--- What is needed ---
What follows is a listing to be transcribed exactly.

<<<<

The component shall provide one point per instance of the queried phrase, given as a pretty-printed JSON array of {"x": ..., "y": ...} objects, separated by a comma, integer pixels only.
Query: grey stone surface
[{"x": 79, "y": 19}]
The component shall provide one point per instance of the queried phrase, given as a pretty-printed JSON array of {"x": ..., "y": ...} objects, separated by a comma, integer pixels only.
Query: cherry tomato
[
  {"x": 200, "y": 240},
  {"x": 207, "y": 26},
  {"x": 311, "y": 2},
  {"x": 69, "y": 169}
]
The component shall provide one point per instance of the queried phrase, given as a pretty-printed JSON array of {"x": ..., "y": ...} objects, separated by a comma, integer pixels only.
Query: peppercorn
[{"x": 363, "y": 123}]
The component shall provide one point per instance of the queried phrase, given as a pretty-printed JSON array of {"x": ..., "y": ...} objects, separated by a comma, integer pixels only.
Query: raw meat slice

>>>>

--- Answer section ---
The component shall provide one point per instance of the queried phrase, given as a pretty-printed JSON array of {"x": ..., "y": ...} objects, separated by a comma, integer pixels only.
Query: grey stone surface
[{"x": 79, "y": 19}]
The component shall provide one point per instance of the queried phrase, given as a pretty-printed JSON array of {"x": ..., "y": ...} objects, separated by a comma, integer pixels only.
Query: cherry tomato
[
  {"x": 200, "y": 240},
  {"x": 207, "y": 26},
  {"x": 311, "y": 2},
  {"x": 69, "y": 169}
]
The component shall provide one point per instance of the queried phrase, given as a pretty-printed JSON array of {"x": ..., "y": ...} objects, separated by a comma, integer pixels only.
Query: peppercorn
[{"x": 363, "y": 123}]
The component shall provide one point per instance of the queried phrase, given as a pretty-printed JSON array of {"x": ..., "y": ...} objects, separated by a comma, integer pixels only.
Query: raw meat slice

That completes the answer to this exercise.